Start Quoted text
The present disclosure relates generally to iron ore loading process and more particularly to a technique for optimizing ore loading process by automated wagon identification and assessment of ore profile inside the wagon.

Generally, the process of ore loading on ore load train terminals is time demanding and prone to error. The ore loading process also requires a human operator to manually control the loading of ore in train cars passing by at slow speed. Profile of the iron load inside the wagon is a key feature since mining companies desire to fill the wagon up to its maximum capacity, without dropping any ore outside the wagon and ensuring the load inside is balanced. The balance is important to prevent harm to the wagon and derailment.

Nowadays, operators pre-define a sequence of train cars that are used for ore loading, and configure the loading supervisor system to execute the loading process, which involves visually controlling the ore loading process to derive good ore load profiles relying uniquely on their experience and skill. Besides demanding additional efforts of the operator, such conventional method introduces risks in the loading process with respect to different optimal ore load profiles of different train car models, operator experience of different train car models and ore loading, and unbalanced loads causing harm to wagons and derailments. When such situations occur, the operator has to rely on her/his experience and intuition to solve them and minimize their impact on the loading process. Some hardware solutions, such as optical sensors are available to estimate the profile of wagon loads, but they are expensive, thereby hindering their wide use.

One conventional technique uses a camera to determine train track characteristics, such as curvature and slope. Another conventional technique assesses in real time railway disaster vulnerability using video computational analytics based on neural networks. Yet another conventional technique identifies vehicles by feature detection and tracks them using a single video camera. However, none of the conventional techniques optimize iron ore loading process by automated wagon identification and assessment of ore profile inside the wagon. Also, most algorithms for visual tracking depend on the motion pattern and the environment observed in the scene and loss of information caused by the projection of the three dimensional (3D) world on a two dimensional (2D) image, noise in images, complex object motion, occlusions, illumination changes, and other scene specific problems render such algorithms unsuitable for use in ore loading process.

It would be desirable to have an improved technique for optimizing ore loading process.

BRIEF DESCRIPTION OF DRAWINGS

Figure 1 depicts a model used by the proposed technique which includes a train track, a trai...
End Quoted text
Start Material provided
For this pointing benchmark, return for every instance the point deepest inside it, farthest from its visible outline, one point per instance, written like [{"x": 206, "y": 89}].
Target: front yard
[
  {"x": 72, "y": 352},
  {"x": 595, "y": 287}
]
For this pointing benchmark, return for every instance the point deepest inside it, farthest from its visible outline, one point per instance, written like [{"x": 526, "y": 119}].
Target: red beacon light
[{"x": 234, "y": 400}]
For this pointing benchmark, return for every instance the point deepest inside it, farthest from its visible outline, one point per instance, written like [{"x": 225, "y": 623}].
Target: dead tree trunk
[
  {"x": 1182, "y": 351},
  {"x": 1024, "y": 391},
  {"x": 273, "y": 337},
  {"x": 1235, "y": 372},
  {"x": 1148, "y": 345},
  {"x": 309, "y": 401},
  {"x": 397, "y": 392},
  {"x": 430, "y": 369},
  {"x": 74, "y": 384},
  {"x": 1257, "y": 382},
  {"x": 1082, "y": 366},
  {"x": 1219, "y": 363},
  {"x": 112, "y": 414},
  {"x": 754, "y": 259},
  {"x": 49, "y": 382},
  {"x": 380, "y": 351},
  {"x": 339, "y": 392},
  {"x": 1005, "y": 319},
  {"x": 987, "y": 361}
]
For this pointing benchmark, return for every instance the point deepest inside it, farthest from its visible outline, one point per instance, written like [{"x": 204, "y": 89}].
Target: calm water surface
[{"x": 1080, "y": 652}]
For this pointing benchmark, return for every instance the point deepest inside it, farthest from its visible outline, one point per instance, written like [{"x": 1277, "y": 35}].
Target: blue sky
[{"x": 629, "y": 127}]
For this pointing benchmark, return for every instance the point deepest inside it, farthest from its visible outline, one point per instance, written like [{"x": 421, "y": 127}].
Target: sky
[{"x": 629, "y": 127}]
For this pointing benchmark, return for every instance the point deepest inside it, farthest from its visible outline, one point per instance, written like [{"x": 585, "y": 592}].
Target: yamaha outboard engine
End Material provided
Set of tasks:
1. According to the ore-loading passage, why does the balance of the load inside a wagon matter? Answer in one to three sentences.
2. Collect every line of the entries that contains the string "Target".

Answer list:
1. A balanced load prevents harm to the wagon and derailment. For this reason the profile of the load inside the wagon is treated as a key feature, alongside filling the wagon to maximum capacity without dropping ore outside it.

2.
Target: front yard
Target: red beacon light
Target: dead tree trunk
Target: calm water surface
Target: blue sky
Target: sky
Target: yamaha outboard engine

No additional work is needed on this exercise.